# Job:
Count the lines in the data below that contain the string "negative", treating case as significant. Give only the number.

[[ Provided records open ]]

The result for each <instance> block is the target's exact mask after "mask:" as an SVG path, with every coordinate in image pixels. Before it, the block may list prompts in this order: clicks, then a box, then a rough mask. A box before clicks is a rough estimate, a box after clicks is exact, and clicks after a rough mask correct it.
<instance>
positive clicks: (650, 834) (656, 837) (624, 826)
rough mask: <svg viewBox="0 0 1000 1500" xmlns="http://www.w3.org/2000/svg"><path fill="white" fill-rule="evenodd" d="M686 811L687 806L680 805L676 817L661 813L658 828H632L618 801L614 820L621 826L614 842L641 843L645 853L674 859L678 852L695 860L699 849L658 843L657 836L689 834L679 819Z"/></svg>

[[ Provided records closed ]]
[[ Provided records open ]]

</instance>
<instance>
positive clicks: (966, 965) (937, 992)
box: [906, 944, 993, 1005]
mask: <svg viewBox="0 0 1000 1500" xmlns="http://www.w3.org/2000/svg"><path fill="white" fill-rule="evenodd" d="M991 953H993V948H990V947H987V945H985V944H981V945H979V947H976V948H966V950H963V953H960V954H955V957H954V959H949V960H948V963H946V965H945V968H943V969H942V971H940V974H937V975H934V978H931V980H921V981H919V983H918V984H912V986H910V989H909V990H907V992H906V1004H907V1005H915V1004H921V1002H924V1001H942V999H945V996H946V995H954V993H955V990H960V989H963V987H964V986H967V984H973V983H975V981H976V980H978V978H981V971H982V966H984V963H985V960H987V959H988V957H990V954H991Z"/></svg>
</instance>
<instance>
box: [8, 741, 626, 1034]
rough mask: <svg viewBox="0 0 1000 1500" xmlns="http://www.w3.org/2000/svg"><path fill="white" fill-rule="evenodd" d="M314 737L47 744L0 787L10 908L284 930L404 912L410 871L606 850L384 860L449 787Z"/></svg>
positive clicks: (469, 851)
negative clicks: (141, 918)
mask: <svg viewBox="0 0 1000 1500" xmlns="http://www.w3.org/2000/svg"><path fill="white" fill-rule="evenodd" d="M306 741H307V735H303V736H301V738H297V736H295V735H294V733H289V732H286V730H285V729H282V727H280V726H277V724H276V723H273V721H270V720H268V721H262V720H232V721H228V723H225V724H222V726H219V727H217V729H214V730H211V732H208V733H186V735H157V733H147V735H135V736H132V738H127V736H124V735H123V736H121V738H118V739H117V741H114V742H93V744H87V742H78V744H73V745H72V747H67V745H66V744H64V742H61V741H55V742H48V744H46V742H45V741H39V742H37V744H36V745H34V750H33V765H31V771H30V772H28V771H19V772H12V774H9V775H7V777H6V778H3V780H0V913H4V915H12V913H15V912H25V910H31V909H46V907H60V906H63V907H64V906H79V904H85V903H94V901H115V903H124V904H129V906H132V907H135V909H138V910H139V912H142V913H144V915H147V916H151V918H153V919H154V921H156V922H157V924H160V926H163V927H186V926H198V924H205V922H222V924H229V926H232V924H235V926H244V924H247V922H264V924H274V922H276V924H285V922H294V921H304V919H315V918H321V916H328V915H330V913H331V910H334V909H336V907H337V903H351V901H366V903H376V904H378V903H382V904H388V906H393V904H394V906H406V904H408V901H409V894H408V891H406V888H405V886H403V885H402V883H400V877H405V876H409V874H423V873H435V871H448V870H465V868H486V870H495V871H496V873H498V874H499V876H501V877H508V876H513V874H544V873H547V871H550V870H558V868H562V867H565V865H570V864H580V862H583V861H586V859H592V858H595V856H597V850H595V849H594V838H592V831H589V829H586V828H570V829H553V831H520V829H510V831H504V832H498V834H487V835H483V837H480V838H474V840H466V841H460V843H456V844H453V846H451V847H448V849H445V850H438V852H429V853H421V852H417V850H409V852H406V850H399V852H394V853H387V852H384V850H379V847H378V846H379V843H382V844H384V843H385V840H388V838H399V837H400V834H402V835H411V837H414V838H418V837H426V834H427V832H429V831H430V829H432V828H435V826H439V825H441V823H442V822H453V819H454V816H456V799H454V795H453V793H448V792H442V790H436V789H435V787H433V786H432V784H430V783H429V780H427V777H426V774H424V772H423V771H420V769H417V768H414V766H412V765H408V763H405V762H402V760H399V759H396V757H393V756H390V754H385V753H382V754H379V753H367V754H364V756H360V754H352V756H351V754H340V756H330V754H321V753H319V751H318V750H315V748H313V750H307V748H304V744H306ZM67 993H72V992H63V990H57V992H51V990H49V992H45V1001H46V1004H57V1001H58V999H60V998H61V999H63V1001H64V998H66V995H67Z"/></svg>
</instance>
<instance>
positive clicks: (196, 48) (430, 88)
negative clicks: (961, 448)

[[ Provided records closed ]]

# Response box:
2